• WHAT TO WORK ON: Identify all lines in the listing that include the word "Category", and copy them out.

• MATERIAL FOR THIS EXERCISE:
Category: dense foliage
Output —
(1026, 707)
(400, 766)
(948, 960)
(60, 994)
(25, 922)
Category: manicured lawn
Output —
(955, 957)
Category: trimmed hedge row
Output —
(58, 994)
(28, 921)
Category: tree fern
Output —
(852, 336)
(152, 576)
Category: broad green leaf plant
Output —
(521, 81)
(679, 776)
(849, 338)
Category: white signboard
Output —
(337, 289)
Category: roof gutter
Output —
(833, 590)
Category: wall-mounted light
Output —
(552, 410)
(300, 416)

• SOLUTION BELOW:
Category: dense foliage
Category: manicured lawn
Category: trimmed hedge row
Category: tree fern
Category: broad green leaf plant
Category: white signboard
Category: roof gutter
Category: wall-mounted light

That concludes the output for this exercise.